_Aim of the exercise:_ Render each line of the records below as a row of a Markdown table with the columns "Row" and "Line", putting the row number under "Row" and the line under "Line". Omit blank lines.

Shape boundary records
■ ■ ■ ■ ■
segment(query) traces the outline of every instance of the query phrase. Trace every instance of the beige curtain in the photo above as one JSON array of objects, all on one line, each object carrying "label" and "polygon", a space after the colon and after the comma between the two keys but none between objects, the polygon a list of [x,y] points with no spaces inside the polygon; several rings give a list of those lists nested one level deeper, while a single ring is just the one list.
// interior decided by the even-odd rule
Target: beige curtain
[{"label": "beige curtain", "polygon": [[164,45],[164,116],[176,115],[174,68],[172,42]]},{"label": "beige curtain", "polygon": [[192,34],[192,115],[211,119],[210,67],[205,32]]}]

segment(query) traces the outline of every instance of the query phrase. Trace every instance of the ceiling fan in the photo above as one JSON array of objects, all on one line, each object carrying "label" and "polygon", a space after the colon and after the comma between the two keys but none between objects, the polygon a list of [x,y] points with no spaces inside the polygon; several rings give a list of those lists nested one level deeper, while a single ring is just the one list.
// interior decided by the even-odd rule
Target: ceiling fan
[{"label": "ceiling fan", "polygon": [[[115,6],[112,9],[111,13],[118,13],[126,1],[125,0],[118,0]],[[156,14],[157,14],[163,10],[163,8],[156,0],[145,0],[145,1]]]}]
■ ■ ■ ■ ■
_Solution:_
| Row | Line |
|---|---|
| 1 | segment(query) traces the outline of every instance of the query phrase. Trace every instance of the beige curtain in the photo above as one JSON array of objects, all on one line, each object carrying "label" and "polygon", a space after the colon and after the comma between the two keys but none between objects, the polygon a list of [x,y] points with no spaces inside the polygon; several rings give a list of those lists nested one level deeper, while a single ring is just the one list. |
| 2 | // interior decided by the even-odd rule |
| 3 | Target: beige curtain |
| 4 | [{"label": "beige curtain", "polygon": [[164,45],[164,116],[176,115],[174,68],[172,42]]},{"label": "beige curtain", "polygon": [[192,34],[192,115],[211,119],[210,67],[205,32]]}] |
| 5 | segment(query) traces the outline of every instance of the query phrase. Trace every instance of the ceiling fan in the photo above as one JSON array of objects, all on one line, each object carrying "label" and "polygon", a space after the colon and after the comma between the two keys but none between objects, the polygon a list of [x,y] points with no spaces inside the polygon; several rings give a list of those lists nested one level deeper, while a single ring is just the one list. |
| 6 | // interior decided by the even-odd rule |
| 7 | Target: ceiling fan |
| 8 | [{"label": "ceiling fan", "polygon": [[[115,6],[112,9],[111,13],[118,13],[126,1],[125,0],[118,0]],[[156,14],[157,14],[163,10],[163,8],[156,0],[145,0],[145,1]]]}] |